LISTED ENTRIES:
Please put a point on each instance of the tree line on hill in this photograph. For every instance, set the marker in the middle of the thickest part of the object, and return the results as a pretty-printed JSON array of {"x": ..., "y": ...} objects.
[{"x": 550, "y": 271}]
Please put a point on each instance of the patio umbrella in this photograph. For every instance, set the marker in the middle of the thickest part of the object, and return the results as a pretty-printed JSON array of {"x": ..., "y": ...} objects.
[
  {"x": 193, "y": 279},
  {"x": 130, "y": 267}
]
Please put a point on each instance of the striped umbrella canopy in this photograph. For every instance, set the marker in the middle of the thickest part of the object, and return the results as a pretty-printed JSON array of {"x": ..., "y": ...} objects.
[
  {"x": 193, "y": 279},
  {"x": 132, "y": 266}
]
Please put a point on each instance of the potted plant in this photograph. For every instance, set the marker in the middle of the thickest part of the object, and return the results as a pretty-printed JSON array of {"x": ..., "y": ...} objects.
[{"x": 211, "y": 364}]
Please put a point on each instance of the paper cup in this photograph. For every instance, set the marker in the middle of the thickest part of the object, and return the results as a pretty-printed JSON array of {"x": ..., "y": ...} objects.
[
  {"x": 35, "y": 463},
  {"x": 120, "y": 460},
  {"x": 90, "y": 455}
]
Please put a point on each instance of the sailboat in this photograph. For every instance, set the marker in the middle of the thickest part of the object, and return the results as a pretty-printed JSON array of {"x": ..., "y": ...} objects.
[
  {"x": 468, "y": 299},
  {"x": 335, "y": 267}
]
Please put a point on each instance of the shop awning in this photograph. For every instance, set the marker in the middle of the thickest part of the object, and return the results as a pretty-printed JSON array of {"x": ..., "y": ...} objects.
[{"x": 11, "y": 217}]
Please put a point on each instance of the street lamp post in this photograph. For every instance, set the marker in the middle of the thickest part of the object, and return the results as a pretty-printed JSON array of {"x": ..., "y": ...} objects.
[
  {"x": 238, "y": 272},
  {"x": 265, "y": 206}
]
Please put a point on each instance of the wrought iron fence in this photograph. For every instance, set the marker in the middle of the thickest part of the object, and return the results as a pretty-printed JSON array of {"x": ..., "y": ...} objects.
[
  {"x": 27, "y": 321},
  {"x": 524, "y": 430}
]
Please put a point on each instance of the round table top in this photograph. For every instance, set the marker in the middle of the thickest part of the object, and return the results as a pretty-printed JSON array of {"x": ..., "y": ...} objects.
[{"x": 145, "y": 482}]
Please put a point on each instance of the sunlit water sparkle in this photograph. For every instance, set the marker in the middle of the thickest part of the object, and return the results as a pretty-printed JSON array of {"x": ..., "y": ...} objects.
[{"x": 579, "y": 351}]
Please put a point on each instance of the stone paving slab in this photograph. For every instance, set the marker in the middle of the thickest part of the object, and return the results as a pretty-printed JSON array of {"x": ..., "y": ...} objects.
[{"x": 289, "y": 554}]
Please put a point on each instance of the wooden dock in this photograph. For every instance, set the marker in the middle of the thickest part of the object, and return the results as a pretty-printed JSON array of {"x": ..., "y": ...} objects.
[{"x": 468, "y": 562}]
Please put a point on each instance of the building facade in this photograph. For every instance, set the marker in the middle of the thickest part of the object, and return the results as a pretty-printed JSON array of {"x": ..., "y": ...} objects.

PROBLEM TO SOLVE:
Write out the data again, exactly and in full.

RESULT OF THIS EXERCISE:
Please put a point on each instance of the tree line on hill in this photograph. For every instance, set the marker in the middle of the thickest part of the object, and return the results as a pretty-printed JSON array of {"x": ..., "y": ...} objects.
[{"x": 550, "y": 271}]
Please put a point on each instance of the patio umbrella in this photograph. For every instance, set the marker in the middle of the thickest part of the object, and return the results as a pretty-printed JSON array of {"x": ..., "y": ...} objects.
[
  {"x": 193, "y": 279},
  {"x": 130, "y": 267}
]
Please put a point on each instance of the striped umbrella canopy in this photograph. For every instance, set the marker in the middle of the thickest part of the object, and return the results as a pretty-printed JSON array of {"x": ..., "y": ...} objects.
[
  {"x": 193, "y": 279},
  {"x": 132, "y": 266}
]
Please put a point on each instance of the potted plant in this photograph. For every instance, set the marker in the middle of the thickest part of the object, and return the results as a pretty-printed JSON array of {"x": ..., "y": ...} objects.
[{"x": 211, "y": 364}]
Please put a point on each instance of the paper cup in this photograph. For every instance, set the marker in the middle of the thickest part of the object, and return the results as a pretty-printed JSON array of {"x": ..., "y": ...} objects.
[
  {"x": 35, "y": 463},
  {"x": 120, "y": 460},
  {"x": 90, "y": 455}
]
Please put a point on each instance of the sailboat in this photograph. For every instance, set the marker in the middle of the thickest part of the object, and return the results as a pretty-printed JSON array of {"x": ..., "y": ...} objects.
[
  {"x": 468, "y": 299},
  {"x": 335, "y": 267}
]
Please put a point on each instance of the shop awning in this photograph. For every instance, set the marker in the middle of the thickest part of the object, and return the results as a pretty-printed JSON array of {"x": ..., "y": ...} objects.
[{"x": 11, "y": 217}]
Please put a point on each instance of the street lamp post in this photograph. For every instance, set the marker in the middle of the thickest part of the object, and return the results as a pretty-printed JSON array of {"x": ..., "y": ...} objects.
[
  {"x": 238, "y": 272},
  {"x": 265, "y": 206}
]
Please put a point on each instance of the wrought iron fence in this photograph. For every instance, set the marker in the middle of the thickest part of the object, and return the results as a pretty-printed JSON array of {"x": ..., "y": ...} objects.
[
  {"x": 27, "y": 321},
  {"x": 524, "y": 430}
]
Please put a point on each instance of the round table top in this photograph. For every instance, set the marker in the middle of the thickest part of the object, and return the results as a pretty-printed JSON array of {"x": ..., "y": ...} objects.
[{"x": 145, "y": 482}]
Please put a point on each instance of the sunlit water sparkle in this photograph. For every instance, set the marker in the middle of the thickest part of the object, and return the results as a pretty-printed JSON array of {"x": ..., "y": ...} objects.
[{"x": 579, "y": 351}]
Please put a point on each instance of the stone paving slab in this photograph. For every instance, set the marker in the middle of the thickest part of the object, and return the results as a pretty-printed JSON array of {"x": ..., "y": ...} objects.
[{"x": 289, "y": 554}]
Please put a point on each instance of the wooden dock in this photograph. For every instance, set the marker in the middle of the thickest part of the object, and return the results as a pretty-printed JSON array of {"x": ..., "y": ...} objects.
[{"x": 468, "y": 562}]
Please put a point on each instance of the building facade in this photograph. For every instance, set the marker in the middle of the thickest part of the object, and return the results as a pretty-printed JSON array of {"x": ..., "y": ...} objects.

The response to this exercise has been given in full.